Campo Grande is a neighborhood and former Portuguese civil parish (freguesia) in the municipality of Lisbon. At the administrative reorganization of Lisbon on 8 December 2012 it became part of the parish Alvalade.

== History ==
In the 12th century, the area was a zone of pastures, vineyards, farms and vegetable gardens and marked one of the entrances and exits to the city of Lisbon. A few centuries later, in 1520, the Campo Grande Garden (Jardim do Campo Grande) went from being a strictly rural area to a public space or patio. More than a hundred years later, in 1680, the first garden boulevard was laid out. The Catholic parish of Campo Grande, which has been known since 1602, was known as "The Kings of Alvalade". This name was probably due to the presence of a small hermitage of the Invocation of the Three Holy Kings dating from the 16th century. This hermitage, partially destroyed by the 1755 earthquake, was the starting point for the gathering of small communities around it. After the earthquake, the hermitage was rebuilt in place of the Church of the Holy Magi. Diogo Inácio de Pina Manique, known for his role as Intendant-General of the Police, gave the space a new lease of life with an annual fair, which began in 1778. Still a garden on the outskirts of Lisbon, situated in an eminently rural area, the Campo Grande Garden was seen as a place for the upper classes, who went there to watch and bet on horse races in 1816. Campo Grande only became a civil parish (freguesia) in the municipality of Lisbon in 1885. On the land neighbouring the garden, in the manufacturing boom of the 19th century, a number of industries began to spring up, mainly dedicated to beer, wool, chemicals, diamond cutting and rope making. A well-known example was the Lusitânia woollen factory, opened in 1842, which today houses the Lusófona University. Alfredo Holtreman, Viscount of Alvalade and his family, founders of Sporting Clube de Portugal in 1906, provisionally known as Campo Grande Sporting Club, lived in the area and were owners of several estates there.

==Main institutions==
- University of Lisbon
- Biblioteca Nacional de Portugal (The National Library)
- Arquivo Nacional da Torre do Tombo (Portugal's national archive)
- Câmara Municipal de Lisboa's Services (Lisbon City Hall's service center)
- Museu da Cidade (Lisbon's City Museum)
- Universidade Lusófona of Lisbon

== Transport ==
The Campo Grande Station of Lisbon Metro operates as an interchange station and is part of a major transport hub of the Greater Lisbon area located in Campo Grande.

-=-=-=-=-

• _What needs to be done_:
From the Campo Grande text, list the industries that sprang up on the land near the garden during the 19th-century manufacturing boom.

-=-=-=-=-

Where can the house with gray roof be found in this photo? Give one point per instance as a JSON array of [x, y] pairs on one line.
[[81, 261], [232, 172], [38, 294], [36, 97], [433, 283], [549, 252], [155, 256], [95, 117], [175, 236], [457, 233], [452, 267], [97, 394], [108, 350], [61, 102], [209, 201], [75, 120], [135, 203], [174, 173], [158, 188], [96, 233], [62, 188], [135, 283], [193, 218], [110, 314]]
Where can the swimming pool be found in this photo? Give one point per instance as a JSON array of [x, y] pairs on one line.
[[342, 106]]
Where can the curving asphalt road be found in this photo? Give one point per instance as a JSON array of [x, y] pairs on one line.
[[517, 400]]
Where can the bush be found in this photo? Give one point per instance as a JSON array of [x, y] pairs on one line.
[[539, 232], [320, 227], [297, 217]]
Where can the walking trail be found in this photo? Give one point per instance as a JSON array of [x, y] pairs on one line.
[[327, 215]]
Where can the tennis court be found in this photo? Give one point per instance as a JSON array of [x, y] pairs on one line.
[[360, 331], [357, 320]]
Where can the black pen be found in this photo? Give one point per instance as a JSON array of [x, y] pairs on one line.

-=-=-=-=-

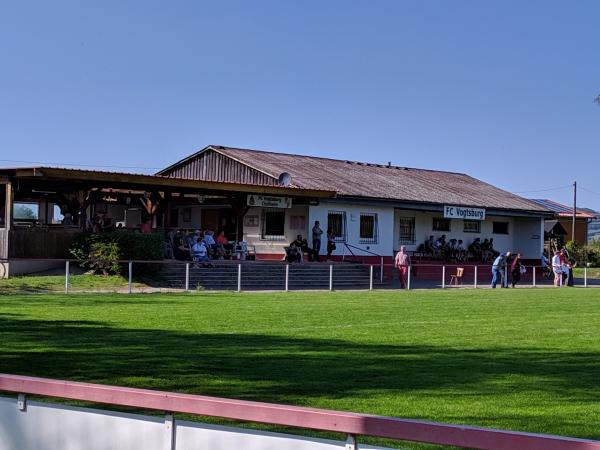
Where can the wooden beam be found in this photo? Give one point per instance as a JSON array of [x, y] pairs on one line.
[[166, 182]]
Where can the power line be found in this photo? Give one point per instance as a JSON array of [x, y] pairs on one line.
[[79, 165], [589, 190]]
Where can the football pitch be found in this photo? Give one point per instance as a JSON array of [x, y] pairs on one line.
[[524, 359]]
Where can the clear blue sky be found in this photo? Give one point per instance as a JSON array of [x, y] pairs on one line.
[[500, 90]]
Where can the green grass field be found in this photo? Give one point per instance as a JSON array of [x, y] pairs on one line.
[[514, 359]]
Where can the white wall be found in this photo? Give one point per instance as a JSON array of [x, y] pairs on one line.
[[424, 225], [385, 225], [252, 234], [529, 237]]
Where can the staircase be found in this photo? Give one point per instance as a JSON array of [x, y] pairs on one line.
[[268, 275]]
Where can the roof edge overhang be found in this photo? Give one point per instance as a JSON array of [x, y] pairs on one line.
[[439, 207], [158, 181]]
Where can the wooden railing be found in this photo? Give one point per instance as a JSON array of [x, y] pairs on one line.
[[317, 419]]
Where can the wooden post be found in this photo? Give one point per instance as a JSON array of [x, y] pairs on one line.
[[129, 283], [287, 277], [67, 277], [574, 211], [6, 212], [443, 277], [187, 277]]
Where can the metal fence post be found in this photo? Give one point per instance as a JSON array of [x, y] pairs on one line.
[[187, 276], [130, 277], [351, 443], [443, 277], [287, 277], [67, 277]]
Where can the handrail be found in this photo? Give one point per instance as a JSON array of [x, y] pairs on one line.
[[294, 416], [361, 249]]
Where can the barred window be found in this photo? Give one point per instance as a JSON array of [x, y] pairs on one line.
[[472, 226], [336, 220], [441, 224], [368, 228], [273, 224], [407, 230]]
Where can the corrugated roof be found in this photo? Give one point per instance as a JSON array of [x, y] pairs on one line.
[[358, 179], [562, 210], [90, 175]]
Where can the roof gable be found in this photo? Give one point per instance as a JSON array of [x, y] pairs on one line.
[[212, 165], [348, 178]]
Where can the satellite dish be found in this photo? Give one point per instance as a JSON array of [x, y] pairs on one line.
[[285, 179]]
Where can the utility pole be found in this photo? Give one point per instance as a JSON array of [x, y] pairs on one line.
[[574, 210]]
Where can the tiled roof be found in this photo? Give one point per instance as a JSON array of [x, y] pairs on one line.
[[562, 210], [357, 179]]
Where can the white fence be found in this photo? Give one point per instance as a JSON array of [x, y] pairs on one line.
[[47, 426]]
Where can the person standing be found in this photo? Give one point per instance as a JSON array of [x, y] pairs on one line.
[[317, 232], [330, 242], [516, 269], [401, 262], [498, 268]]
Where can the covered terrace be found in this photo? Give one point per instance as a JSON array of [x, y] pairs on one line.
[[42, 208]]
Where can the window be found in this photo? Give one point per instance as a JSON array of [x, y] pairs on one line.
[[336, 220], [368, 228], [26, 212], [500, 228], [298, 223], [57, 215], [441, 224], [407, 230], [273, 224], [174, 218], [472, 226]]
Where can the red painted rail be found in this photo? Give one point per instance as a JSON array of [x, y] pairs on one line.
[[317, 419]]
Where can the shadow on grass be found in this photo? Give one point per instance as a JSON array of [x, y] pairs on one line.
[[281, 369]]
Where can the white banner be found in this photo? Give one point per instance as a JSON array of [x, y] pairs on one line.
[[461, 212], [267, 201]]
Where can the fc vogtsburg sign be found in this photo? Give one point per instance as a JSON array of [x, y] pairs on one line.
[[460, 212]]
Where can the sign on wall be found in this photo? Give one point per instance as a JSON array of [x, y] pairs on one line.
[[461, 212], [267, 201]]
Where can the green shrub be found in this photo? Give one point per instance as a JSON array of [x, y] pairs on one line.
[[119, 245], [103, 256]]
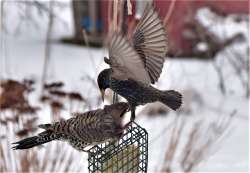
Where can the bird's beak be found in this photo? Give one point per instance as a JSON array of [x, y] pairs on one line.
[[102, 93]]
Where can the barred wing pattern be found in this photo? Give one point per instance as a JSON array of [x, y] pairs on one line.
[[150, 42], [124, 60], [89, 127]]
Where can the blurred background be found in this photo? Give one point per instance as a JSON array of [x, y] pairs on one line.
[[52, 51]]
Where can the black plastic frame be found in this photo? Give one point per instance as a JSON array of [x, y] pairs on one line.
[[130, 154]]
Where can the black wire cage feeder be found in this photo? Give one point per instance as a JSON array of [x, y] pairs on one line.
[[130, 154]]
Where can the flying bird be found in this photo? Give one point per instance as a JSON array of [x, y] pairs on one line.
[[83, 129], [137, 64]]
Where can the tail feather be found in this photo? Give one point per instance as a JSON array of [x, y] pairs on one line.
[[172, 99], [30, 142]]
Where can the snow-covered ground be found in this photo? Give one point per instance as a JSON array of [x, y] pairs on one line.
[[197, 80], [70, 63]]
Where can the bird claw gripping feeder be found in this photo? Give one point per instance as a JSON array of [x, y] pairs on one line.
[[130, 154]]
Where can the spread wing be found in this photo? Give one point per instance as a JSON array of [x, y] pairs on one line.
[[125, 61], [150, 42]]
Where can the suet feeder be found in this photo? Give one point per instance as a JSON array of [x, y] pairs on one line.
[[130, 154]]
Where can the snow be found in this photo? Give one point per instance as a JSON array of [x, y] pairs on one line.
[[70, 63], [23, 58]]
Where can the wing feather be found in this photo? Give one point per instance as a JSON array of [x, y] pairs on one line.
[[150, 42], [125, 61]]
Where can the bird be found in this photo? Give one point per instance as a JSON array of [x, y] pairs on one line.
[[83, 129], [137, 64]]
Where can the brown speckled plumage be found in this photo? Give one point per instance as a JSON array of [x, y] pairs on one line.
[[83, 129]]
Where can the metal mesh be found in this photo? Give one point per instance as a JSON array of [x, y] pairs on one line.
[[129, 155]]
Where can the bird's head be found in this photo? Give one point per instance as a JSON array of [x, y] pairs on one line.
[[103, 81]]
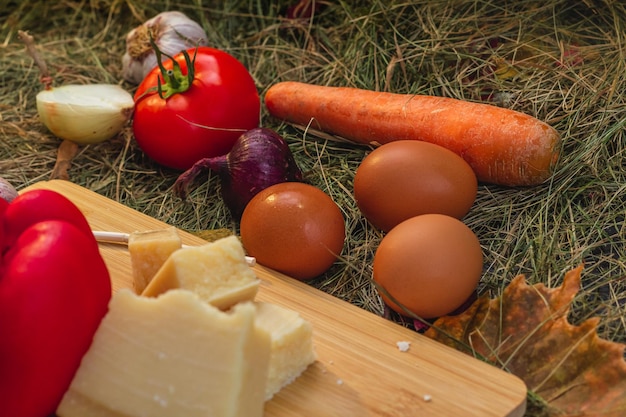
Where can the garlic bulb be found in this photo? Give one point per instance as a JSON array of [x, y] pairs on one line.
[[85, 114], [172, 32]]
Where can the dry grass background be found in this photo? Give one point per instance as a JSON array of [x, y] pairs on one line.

-=-=-=-=-

• _Written answer_:
Beer, wool, chemicals, diamond cutting, rope making